C’était là tout ; et, pour trouver dans cette lettre une réponse satisfaisante aux demandes qu’on allait soi-même écrire, il fallait une grande résignation. Cette humilité singulière, lord Palmerston sut encore l’obtenir de cet orgueil trop irritable que nous lui avons connu. Il écrivit le 20 décembre au comte Pozzo di Borgo, pour répondre à la note du 20 octobre, communiquée seulement le 11 du mois suivant, et donnée cependant comme réplique conciliante à la note anglaise du 26 octobre 1838.


« C’est avec grand plaisir que je me trouve à même de vous assurer que la communication par vous adressée au gouvernement de sa majesté lui a paru dans ses résultats généraux tout-à-fait satisfaisante (highly satisfactory ). Le gouvernement de sa majesté doit conjurer (deprecate) comme un grand malheur tout évènement qui tendrait à interrompre la bonne entente si heureusement établie entre les deux cabinets. »


Le comte Nesselrode répond très sèchement le 29 janvier 1839 :


« Ces explications ont apporté aux deux cabinets l’occasion de recevoir et d’offrir d’un côté comme de l’autre des assurances qui portent le caractère d’une juste réciprocité, et ne sauraient avoir de valeur qu’autant qu’elles se correspondent. Notre cabinet, en prenant note de ces assurances, attend qu’on lui fournira la preuve de leur entière réalisation (entire fulfilment). »
------------------------------
- **Série exercices**
1. Indiquez si chacune des affirmations suivantes concorde avec le texte, par oui ou par non, en citant les mots décisifs : (a) Lord Palmerston écrivit au comte Pozzo di Borgo le 20 décembre ; (b) la note du 20 octobre fut communiquée le jour même ; (c) le comte Nesselrode répond avec chaleur.
2. Selon le texte, à quelle note anglaise la note du 20 octobre était-elle donnée comme réplique conciliante ?
3. Recopiez tout le passage du texte allant de « C’était là tout ; » jusqu'à « 26 octobre 1838. », en substituant « missive » à « lettre ».
Répondez en vous fondant uniquement sur le texte.
------------------------------
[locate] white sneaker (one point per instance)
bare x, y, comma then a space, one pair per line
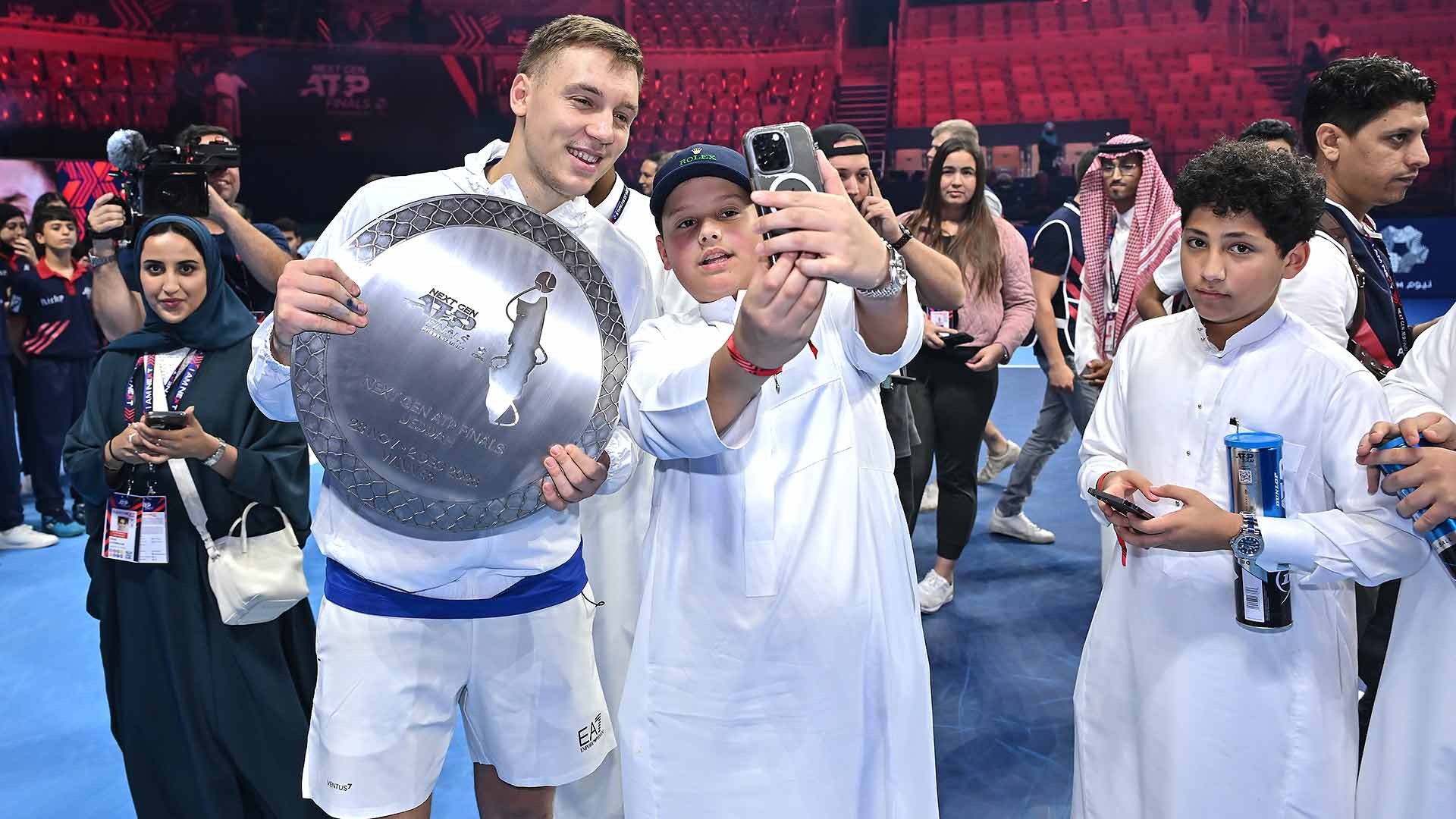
930, 500
995, 464
24, 537
934, 592
1021, 528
------------------------------
- **Réponses par ordre**
1.
(a) Oui : « Il écrivit le 20 décembre au comte Pozzo di Borgo ».
(b) Non : « communiquée seulement le 11 du mois suivant ».
(c) Non : « Le comte Nesselrode répond très sèchement le 29 janvier 1839 ».

2. À la note anglaise du 26 octobre 1838.

3.
C’était là tout ; et, pour trouver dans cette missive une réponse satisfaisante aux demandes qu’on allait soi-même écrire, il fallait une grande résignation. Cette humilité singulière, lord Palmerston sut encore l’obtenir de cet orgueil trop irritable que nous lui avons connu. Il écrivit le 20 décembre au comte Pozzo di Borgo, pour répondre à la note du 20 octobre, communiquée seulement le 11 du mois suivant, et donnée cependant comme réplique conciliante à la note anglaise du 26 octobre 1838.